*** Opening Passage shown ***

Continuously updating: As introduced in Section 2.2, a model can be featured with its domains and tasks with their feature space and label space. We expect that foundation models will scale up not only at the parameter aspect but also at aspects of domains and tasks. For a single domain, it can have multiple tasks. Models such as Gato [188] and Flamingo [1] are pre-trained with multiple tasks, where the former covers vision tasks while the latter even covers both NLP and vision tasks. For a single task, a classification task needs to handle novel unseen classes, which is defined by an active learning paradigm (i.e., lifelong learning or continual learning). In contrast to batch learning where all training data is available at once, continual learning represents a family of methods that accumulate knowledge and learn continuously with data available in sequential order [182]. The future stronger vision and visual-language models will bring a more profound impact on other domains via the multidisciplinary coevolutionary process.
Security: Aside from privacy issues at the data level, large foundation models (i.e., at the model level) can also be vulnerable to attacks. Foundation models allow users to easily plug and unplug via APIs, which raises security and privacy concerns. such as adversarial attacks and model-inversion. Kaissis et al. [101] introduced the advantages of federated learning and provided an outlook for future works. Although federated learning can mitigate data-level privacy issues, it can be vulnerable to adversarial attack [226]. Around privacy-preserving AI, the adversarial attack will attract more research in the near future.

4.1.3 Optimization.

*** Closing Passage shown ***
*** Opening Dataset extract ***

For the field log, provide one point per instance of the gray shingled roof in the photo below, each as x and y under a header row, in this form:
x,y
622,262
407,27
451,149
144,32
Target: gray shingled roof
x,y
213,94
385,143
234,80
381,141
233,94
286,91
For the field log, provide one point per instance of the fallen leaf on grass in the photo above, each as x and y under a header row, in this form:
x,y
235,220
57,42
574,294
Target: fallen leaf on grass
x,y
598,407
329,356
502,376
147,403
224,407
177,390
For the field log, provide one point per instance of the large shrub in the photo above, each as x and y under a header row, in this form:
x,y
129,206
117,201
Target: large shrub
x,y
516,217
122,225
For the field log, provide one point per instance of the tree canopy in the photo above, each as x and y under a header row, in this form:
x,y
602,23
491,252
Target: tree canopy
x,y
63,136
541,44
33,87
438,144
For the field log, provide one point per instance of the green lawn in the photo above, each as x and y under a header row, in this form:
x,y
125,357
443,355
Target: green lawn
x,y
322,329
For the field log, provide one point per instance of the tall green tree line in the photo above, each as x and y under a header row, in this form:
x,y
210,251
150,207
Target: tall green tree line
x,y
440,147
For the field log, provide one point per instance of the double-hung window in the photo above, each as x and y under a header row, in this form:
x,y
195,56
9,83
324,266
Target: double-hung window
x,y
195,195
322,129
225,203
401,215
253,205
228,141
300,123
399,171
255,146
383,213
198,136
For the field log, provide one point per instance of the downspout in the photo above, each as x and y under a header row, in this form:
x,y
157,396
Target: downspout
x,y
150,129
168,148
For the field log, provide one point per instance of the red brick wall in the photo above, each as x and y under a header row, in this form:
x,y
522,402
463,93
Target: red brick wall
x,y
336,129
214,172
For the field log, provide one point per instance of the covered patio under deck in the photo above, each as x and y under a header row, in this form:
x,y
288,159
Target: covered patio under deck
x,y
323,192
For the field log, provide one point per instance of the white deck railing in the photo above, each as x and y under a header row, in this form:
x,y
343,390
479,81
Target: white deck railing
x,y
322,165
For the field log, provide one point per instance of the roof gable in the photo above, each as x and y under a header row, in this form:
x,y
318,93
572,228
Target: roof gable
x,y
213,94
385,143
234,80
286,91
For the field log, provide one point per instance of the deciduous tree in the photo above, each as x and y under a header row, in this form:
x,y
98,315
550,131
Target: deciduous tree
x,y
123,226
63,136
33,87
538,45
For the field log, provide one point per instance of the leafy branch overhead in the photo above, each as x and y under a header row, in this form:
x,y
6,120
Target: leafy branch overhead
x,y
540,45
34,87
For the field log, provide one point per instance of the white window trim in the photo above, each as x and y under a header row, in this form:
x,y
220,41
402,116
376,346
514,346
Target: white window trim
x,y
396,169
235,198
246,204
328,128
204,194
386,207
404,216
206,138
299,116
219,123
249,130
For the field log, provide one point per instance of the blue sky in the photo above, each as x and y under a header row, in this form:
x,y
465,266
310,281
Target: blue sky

*** Closing Dataset extract ***

## Exercise
Quote the passage on foundation models word for word, starting at "Security: Aside from" and ending at "4.1.3 Optimization.".

## Solution to the exercise
Security: Aside from privacy issues at the data level, large foundation models (i.e., at the model level) can also be vulnerable to attacks. Foundation models allow users to easily plug and unplug via APIs, which raises security and privacy concerns. such as adversarial attacks and model-inversion. Kaissis et al. [101] introduced the advantages of federated learning and provided an outlook for future works. Although federated learning can mitigate data-level privacy issues, it can be vulnerable to adversarial attack [226]. Around privacy-preserving AI, the adversarial attack will attract more research in the near future.

4.1.3 Optimization.